= WHAT IS REQUIRED =
Word for word, return the lines from the top of the listing to the line containing "Subject: white desk", both ends included, and no others.

= DATA FOR PROCESSING =
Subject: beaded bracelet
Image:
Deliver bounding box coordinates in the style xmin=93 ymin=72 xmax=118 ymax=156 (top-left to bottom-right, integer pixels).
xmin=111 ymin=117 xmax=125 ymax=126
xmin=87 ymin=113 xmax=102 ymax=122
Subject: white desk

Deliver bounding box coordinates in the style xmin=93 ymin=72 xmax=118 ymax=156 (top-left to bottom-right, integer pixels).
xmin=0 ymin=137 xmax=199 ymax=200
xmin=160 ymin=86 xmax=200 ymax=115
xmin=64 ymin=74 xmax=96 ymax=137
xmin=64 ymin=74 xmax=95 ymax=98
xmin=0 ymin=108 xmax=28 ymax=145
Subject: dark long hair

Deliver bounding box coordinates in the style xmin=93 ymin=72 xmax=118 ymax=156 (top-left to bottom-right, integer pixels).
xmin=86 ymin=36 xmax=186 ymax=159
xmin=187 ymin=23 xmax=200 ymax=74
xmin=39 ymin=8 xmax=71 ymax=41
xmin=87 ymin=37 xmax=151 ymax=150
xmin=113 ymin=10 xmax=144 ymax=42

= YOUR SOLUTION =
Subject: beaded bracelet
Image:
Deliver bounding box coordinates in the style xmin=93 ymin=72 xmax=118 ymax=156 (top-left to bottom-right, integer pixels).
xmin=111 ymin=117 xmax=125 ymax=126
xmin=87 ymin=113 xmax=102 ymax=122
Subject: white desk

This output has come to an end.